-- START OF DOCUMENT --

Although not shown, there could be other values for ProcessState (e.g., "Denied" of a 

purchase order was denied). Purchase orders for which goods have not yet been 

shipped have a <NULL> value in the ShipTime field. Similarly, purchase orders for 

which goods have not been delivered have a <NULL> value in the DeliveryTime 

field. As purchase orders are shipped and/or delivered, those fields are updated with 

the appropriate time values. 

[31] As can be seen from FIG. 2, and even with only a limited number of records, a table 
200 of raw data can become unwieldy when aggregated information is desired. If, for 
example, the total goods delivered from a particular warehouse 12 is needed, it is 
necessary to check each row. A more useful table format for obtaining aggregated 
data is shown in FIG. 3. In particular, FIG. 3 shows, by warehouse 12, the total 
number of purchase orders ("Count") that are currently delivered, in process or 
shipped. FIG. 3 also shows, in the Quantity column, the total number of goods that 
each warehouse 12 has delivered, shipped, and is processing for shipment.

-- END OF DOCUMENT --

| TASKS TO CARRY OUT |
1/ Name every field or column that the purchase order passage refers to by name.
2/ According to the purchase order passage, what value does the ShipTime field hold for orders whose goods have not yet been shipped?

-- START OF ITEMS --

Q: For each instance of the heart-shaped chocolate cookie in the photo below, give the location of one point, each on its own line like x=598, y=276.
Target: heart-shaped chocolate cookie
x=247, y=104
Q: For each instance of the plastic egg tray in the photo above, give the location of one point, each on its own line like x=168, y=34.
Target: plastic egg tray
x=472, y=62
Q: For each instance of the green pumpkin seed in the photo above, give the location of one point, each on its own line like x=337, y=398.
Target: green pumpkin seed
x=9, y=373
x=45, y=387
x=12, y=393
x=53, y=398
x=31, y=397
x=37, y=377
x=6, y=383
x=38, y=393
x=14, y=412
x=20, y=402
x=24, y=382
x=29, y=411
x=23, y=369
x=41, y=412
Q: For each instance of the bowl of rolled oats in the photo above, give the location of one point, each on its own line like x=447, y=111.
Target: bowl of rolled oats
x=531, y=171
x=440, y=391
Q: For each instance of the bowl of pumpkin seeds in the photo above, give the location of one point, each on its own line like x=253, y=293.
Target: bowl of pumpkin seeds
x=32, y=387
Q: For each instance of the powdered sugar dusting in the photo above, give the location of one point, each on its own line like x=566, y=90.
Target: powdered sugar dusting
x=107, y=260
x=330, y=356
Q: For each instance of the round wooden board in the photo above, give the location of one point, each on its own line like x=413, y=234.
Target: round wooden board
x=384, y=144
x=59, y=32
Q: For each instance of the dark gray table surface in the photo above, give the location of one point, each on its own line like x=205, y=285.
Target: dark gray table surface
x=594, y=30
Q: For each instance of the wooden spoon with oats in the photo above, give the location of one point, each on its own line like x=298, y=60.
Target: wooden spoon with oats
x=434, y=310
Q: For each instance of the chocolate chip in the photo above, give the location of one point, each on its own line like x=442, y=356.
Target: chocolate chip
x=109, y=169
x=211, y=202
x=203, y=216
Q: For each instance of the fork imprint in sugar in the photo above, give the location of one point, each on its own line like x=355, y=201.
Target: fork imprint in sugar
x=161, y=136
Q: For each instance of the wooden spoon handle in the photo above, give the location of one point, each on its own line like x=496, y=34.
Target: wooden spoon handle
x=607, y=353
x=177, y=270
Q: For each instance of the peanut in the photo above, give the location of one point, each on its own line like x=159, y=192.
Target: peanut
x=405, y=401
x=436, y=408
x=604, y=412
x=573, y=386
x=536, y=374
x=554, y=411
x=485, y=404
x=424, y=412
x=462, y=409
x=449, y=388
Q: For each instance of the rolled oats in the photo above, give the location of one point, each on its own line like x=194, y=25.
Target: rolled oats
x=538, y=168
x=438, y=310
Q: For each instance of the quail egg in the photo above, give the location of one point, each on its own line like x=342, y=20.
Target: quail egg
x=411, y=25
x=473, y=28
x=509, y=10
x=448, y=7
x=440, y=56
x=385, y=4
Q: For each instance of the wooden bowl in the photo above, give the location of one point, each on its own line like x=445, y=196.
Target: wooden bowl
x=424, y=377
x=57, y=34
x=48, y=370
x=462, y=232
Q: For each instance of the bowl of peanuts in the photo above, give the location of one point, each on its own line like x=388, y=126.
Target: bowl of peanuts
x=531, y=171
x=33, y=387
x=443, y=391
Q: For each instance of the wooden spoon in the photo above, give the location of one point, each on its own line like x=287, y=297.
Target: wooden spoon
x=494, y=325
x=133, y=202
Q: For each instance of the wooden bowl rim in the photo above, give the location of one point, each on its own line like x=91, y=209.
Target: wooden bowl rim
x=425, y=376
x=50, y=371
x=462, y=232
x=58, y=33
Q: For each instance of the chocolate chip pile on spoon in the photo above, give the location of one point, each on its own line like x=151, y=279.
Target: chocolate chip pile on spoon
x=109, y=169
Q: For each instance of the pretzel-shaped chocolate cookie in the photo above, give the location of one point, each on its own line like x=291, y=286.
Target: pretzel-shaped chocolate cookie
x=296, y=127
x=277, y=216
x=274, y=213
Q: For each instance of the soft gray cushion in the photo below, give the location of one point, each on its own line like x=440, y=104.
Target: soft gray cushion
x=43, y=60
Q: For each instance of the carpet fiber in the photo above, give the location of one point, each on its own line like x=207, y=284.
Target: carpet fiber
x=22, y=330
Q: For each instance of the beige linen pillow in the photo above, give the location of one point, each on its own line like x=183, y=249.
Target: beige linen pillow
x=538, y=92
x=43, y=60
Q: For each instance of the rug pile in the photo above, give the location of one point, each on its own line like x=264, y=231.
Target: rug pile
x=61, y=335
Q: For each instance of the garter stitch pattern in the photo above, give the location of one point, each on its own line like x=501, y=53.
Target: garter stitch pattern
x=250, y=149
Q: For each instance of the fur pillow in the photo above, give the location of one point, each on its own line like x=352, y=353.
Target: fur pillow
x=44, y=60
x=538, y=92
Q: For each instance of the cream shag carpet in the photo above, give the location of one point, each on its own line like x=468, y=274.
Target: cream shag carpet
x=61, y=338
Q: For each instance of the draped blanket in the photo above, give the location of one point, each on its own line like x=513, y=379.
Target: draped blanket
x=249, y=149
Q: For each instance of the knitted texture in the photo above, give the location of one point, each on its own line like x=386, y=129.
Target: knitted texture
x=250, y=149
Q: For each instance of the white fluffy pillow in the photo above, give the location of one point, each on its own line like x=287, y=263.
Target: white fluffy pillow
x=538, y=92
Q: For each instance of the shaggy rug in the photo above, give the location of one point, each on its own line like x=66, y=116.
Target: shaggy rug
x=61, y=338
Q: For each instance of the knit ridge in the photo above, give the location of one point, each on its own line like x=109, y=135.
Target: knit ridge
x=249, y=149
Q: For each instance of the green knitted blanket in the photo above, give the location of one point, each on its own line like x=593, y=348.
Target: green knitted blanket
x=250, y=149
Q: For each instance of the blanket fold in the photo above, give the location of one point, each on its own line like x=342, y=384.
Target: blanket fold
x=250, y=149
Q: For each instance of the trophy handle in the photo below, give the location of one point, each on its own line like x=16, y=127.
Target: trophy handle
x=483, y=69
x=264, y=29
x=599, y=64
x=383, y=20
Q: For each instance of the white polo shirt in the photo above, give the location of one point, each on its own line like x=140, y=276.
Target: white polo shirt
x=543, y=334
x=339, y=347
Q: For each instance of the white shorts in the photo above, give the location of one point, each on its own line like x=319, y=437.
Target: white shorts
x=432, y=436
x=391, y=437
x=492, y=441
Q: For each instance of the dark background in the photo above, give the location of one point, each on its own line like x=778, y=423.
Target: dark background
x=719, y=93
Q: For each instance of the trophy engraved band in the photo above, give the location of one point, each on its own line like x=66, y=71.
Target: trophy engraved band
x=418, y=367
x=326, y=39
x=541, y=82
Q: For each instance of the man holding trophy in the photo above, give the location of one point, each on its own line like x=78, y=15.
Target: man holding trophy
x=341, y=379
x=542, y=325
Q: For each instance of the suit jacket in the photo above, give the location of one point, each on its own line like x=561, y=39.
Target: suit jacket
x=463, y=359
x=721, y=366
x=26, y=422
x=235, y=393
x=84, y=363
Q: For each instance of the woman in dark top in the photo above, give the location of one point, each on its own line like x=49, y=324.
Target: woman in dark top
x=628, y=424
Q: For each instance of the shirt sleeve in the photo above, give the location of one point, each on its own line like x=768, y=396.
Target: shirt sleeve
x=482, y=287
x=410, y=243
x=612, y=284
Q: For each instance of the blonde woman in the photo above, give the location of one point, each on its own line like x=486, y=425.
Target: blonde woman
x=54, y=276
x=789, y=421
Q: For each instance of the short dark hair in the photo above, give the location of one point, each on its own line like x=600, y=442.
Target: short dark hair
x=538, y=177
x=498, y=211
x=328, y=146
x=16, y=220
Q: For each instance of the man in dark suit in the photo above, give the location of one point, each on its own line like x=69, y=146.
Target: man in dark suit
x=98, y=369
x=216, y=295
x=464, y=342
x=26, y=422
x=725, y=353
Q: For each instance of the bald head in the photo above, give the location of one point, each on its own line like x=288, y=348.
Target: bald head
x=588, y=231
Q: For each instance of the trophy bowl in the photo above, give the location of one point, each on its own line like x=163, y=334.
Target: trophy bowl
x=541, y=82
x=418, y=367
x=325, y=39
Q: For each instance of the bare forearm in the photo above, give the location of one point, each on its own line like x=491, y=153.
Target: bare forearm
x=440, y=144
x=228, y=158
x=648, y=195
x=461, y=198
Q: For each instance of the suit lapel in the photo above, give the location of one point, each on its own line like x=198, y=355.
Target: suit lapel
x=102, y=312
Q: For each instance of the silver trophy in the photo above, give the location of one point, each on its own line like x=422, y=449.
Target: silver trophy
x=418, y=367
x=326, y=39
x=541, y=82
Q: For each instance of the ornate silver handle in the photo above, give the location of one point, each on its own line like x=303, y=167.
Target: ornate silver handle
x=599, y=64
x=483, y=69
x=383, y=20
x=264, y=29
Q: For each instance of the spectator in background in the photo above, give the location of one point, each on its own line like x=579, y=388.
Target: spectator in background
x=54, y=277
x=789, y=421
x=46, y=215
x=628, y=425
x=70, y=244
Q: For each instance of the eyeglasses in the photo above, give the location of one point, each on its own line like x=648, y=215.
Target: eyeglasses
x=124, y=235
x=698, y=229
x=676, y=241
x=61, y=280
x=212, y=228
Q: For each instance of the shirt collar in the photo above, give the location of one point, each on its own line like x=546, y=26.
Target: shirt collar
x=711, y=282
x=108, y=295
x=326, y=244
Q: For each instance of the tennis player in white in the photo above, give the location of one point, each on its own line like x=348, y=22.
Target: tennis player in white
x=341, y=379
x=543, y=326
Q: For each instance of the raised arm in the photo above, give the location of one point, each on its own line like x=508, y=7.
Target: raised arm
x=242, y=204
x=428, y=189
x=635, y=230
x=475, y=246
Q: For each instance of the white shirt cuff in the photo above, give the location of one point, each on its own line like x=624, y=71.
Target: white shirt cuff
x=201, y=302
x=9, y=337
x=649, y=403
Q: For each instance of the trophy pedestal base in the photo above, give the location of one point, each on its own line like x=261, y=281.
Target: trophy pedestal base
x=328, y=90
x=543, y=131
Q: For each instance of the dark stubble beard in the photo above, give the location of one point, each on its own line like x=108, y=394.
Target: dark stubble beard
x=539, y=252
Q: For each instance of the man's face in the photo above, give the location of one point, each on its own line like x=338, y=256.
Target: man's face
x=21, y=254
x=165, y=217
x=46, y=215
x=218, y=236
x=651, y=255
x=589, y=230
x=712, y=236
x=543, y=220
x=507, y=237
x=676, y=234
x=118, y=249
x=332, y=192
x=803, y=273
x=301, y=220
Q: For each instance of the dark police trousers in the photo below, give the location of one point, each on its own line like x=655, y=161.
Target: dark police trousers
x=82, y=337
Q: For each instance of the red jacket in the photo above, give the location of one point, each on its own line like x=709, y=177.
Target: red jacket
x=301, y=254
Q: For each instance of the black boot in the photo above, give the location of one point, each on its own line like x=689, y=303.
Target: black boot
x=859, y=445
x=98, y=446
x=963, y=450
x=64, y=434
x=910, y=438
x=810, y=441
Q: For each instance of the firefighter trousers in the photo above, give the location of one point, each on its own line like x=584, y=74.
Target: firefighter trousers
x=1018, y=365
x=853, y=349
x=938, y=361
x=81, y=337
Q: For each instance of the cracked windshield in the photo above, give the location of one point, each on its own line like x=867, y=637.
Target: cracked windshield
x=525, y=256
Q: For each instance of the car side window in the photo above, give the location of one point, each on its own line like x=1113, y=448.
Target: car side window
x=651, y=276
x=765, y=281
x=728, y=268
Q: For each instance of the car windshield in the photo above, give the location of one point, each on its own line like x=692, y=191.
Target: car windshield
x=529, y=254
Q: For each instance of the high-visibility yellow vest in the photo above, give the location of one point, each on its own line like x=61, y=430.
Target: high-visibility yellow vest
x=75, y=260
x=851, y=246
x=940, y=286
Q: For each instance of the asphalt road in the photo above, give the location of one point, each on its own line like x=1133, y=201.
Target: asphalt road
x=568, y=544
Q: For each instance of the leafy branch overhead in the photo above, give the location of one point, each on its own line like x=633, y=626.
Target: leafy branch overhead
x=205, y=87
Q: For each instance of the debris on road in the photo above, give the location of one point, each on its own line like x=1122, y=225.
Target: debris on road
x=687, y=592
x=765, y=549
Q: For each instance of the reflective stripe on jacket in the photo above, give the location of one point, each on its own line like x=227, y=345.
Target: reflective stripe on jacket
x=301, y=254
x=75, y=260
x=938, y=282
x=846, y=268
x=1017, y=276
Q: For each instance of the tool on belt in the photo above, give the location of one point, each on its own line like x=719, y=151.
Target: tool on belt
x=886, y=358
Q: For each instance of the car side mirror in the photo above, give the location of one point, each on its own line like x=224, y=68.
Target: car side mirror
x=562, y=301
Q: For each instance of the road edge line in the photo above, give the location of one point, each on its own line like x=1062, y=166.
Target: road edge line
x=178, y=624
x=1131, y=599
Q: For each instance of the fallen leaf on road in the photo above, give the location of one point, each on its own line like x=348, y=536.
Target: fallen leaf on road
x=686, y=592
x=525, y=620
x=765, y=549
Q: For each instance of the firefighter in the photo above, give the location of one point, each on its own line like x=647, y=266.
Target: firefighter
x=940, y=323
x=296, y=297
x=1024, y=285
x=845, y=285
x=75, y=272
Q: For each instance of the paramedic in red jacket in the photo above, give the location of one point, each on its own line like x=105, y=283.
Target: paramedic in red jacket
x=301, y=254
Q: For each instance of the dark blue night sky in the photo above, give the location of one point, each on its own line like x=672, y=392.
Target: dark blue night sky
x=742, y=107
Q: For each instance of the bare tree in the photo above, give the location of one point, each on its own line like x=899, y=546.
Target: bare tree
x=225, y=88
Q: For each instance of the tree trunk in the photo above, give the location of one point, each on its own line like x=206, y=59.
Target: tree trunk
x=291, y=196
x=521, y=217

-- END OF ITEMS --

| SOLUTIONS BY TASK |
1/ ProcessState, ShipTime, DeliveryTime, Count, Quantity

2/ A <NULL> value.